--- DATA SECTION ---
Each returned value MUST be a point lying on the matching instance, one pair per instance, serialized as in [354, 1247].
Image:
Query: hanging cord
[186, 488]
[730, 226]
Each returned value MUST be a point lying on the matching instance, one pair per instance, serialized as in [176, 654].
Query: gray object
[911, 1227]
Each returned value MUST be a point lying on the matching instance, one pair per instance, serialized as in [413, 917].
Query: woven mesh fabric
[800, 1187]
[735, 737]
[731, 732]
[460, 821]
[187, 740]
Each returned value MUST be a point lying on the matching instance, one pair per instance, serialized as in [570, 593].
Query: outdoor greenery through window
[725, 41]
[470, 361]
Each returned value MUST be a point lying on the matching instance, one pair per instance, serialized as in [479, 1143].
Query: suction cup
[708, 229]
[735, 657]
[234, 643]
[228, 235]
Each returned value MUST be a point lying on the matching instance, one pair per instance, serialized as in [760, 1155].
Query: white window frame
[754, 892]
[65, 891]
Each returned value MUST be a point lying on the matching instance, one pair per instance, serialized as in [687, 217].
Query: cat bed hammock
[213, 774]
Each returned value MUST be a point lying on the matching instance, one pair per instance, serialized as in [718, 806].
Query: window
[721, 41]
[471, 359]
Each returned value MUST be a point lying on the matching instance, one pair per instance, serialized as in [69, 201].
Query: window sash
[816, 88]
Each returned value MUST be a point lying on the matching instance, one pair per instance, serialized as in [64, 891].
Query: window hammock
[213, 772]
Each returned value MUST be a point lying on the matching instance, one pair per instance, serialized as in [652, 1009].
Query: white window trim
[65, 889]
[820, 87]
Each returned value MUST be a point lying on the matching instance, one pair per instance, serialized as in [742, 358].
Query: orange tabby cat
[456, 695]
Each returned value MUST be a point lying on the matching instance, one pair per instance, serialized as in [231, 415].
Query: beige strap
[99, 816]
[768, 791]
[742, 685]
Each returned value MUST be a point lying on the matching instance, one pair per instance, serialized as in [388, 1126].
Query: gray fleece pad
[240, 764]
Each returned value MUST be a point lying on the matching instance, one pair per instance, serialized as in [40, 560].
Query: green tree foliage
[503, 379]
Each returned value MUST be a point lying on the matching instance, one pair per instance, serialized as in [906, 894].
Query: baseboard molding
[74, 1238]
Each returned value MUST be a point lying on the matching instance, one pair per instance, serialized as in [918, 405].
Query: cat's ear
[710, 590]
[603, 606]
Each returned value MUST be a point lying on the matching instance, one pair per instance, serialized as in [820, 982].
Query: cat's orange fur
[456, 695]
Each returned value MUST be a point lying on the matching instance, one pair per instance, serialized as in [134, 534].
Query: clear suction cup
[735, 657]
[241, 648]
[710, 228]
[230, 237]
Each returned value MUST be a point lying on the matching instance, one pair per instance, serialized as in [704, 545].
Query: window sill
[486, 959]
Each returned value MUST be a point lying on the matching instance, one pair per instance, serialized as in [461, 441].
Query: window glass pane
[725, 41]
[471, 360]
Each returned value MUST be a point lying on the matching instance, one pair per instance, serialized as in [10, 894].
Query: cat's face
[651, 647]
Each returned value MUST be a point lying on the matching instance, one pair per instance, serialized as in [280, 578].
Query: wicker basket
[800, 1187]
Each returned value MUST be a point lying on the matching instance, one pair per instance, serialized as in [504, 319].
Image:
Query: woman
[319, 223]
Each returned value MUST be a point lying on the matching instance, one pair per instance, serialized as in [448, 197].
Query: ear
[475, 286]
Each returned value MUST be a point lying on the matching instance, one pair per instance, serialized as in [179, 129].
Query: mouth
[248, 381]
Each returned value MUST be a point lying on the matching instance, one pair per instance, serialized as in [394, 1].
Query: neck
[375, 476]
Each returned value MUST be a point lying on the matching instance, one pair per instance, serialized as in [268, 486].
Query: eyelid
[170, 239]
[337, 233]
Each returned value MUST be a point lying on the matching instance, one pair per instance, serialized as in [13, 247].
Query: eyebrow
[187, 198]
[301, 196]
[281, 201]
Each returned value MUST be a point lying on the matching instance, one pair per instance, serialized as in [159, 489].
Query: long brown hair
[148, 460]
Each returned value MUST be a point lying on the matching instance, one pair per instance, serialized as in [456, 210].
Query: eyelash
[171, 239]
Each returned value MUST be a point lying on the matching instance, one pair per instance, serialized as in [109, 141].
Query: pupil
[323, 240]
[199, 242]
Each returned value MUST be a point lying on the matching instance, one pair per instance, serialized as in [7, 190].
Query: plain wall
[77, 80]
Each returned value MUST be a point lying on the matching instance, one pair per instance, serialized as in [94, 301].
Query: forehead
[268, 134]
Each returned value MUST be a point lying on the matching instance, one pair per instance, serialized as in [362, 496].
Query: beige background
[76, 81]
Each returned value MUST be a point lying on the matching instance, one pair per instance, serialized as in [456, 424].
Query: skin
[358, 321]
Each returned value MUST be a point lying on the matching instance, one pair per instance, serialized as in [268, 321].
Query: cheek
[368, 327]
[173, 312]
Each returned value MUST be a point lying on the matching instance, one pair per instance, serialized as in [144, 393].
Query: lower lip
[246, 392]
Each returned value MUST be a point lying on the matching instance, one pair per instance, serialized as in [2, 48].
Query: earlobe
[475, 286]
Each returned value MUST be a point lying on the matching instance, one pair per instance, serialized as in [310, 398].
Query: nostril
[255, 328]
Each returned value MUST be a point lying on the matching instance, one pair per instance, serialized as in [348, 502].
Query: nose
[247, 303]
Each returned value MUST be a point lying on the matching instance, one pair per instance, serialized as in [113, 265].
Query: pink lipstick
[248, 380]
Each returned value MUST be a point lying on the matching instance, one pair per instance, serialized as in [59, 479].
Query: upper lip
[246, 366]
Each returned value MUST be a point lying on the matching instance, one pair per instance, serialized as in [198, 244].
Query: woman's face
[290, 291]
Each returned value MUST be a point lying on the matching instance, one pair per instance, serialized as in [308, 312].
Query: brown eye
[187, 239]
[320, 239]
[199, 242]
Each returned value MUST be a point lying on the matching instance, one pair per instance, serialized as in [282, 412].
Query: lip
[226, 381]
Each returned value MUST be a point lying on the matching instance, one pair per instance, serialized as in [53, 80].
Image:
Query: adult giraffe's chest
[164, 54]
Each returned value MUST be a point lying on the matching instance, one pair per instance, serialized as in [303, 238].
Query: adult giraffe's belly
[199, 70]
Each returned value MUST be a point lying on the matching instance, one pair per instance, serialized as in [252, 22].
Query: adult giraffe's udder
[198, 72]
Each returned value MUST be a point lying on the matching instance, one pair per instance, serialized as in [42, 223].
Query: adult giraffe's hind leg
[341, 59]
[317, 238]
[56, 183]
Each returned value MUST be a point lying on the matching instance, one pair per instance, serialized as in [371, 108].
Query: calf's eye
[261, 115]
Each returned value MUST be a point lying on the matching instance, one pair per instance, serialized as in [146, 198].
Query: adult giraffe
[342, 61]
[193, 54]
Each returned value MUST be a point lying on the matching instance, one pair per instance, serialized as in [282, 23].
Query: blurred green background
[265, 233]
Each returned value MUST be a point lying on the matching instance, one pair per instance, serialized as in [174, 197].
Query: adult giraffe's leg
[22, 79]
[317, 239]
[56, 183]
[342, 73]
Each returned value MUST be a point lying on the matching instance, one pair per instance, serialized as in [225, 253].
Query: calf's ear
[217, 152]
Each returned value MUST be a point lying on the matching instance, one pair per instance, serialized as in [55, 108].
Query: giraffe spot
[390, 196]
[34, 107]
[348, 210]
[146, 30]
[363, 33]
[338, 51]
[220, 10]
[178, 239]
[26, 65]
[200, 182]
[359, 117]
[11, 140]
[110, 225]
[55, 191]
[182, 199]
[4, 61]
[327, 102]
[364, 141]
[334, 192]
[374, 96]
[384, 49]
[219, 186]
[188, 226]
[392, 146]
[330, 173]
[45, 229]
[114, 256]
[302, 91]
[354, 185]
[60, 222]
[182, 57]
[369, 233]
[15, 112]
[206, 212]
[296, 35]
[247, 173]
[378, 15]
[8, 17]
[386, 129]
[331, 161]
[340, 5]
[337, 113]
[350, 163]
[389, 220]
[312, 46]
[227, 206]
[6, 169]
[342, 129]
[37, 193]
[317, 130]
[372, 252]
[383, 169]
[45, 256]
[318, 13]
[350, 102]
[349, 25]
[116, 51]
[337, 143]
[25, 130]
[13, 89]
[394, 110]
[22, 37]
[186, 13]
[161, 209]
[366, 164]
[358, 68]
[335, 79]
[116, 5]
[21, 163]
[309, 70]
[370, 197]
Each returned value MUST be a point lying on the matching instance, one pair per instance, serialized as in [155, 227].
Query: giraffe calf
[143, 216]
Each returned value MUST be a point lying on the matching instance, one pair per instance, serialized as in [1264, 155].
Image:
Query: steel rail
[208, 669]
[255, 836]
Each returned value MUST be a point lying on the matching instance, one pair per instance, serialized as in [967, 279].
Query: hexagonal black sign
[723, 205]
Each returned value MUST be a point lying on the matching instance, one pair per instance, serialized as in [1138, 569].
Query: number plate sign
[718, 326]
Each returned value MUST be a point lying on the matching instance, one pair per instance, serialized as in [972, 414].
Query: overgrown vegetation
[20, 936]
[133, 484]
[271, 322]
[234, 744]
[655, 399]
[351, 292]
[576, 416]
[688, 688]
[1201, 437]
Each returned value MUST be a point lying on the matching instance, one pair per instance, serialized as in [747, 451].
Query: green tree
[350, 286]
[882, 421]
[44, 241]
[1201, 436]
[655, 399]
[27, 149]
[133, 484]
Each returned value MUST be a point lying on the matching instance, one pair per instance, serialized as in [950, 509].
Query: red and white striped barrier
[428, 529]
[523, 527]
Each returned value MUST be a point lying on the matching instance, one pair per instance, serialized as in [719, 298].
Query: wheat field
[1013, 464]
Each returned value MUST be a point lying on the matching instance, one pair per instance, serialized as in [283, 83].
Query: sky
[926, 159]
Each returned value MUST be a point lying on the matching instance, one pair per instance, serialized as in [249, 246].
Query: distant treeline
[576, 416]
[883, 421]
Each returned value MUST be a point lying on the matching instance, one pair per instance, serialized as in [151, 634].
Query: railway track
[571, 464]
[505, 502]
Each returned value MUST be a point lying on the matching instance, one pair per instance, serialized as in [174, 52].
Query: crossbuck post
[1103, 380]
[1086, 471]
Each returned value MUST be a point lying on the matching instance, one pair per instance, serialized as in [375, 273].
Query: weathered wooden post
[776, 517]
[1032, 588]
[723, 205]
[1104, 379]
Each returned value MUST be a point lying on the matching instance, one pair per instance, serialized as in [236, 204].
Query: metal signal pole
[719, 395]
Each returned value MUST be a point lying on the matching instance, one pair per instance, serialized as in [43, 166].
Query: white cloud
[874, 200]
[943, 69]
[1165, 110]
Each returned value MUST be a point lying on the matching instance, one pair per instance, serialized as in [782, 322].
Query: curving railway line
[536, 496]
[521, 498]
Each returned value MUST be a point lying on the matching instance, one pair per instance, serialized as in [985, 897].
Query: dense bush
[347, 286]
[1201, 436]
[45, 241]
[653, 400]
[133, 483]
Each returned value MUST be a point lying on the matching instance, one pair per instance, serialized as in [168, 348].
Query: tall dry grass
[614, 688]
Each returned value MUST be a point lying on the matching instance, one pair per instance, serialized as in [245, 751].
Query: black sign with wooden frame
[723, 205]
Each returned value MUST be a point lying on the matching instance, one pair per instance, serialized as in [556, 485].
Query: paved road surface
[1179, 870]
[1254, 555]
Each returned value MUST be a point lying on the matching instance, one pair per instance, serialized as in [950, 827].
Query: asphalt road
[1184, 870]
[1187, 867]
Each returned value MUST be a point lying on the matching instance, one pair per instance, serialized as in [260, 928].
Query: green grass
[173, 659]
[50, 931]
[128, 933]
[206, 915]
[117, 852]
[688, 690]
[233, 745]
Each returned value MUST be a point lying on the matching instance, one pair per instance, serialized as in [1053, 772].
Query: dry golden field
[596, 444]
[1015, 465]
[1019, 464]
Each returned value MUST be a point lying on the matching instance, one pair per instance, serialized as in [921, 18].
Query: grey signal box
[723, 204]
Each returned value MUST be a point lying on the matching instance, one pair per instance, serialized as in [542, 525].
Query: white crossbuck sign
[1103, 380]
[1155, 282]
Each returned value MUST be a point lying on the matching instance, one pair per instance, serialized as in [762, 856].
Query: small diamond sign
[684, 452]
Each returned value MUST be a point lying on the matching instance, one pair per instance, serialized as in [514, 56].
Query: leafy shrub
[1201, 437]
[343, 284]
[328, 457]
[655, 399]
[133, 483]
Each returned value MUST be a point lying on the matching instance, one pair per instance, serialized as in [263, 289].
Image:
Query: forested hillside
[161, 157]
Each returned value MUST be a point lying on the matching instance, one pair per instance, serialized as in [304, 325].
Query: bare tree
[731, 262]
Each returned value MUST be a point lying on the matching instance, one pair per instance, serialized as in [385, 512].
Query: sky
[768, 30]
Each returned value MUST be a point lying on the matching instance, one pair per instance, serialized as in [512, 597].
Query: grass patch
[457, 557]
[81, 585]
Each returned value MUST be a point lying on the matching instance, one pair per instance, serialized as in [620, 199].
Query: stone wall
---
▶ [SHORT PROBLEM]
Recast the listing, starting at the line that contains "in [249, 246]." and ending at the line that contains "[1086, 471]", as a CSV with two columns, text and answer, giving each text and its answer one row. Put every field in quotation marks, with its line breaks turned into spaces.

▶ [SOLUTION TO THIS PROBLEM]
text,answer
"Each returned value MUST be a point lying on the matching instance, one pair per instance, serialized as in [249, 246]. Query: distant treeline","[576, 416] [883, 421]"
"Each returned value MUST be a point lying on the matching instance, one pair per instance, serialized as in [151, 634]. Query: railway track","[571, 464] [505, 502]"
"Each returned value MUST be a point lying on the matching instance, one pair per instance, serialized as in [174, 52]. Query: crossbuck post","[1103, 380] [1086, 471]"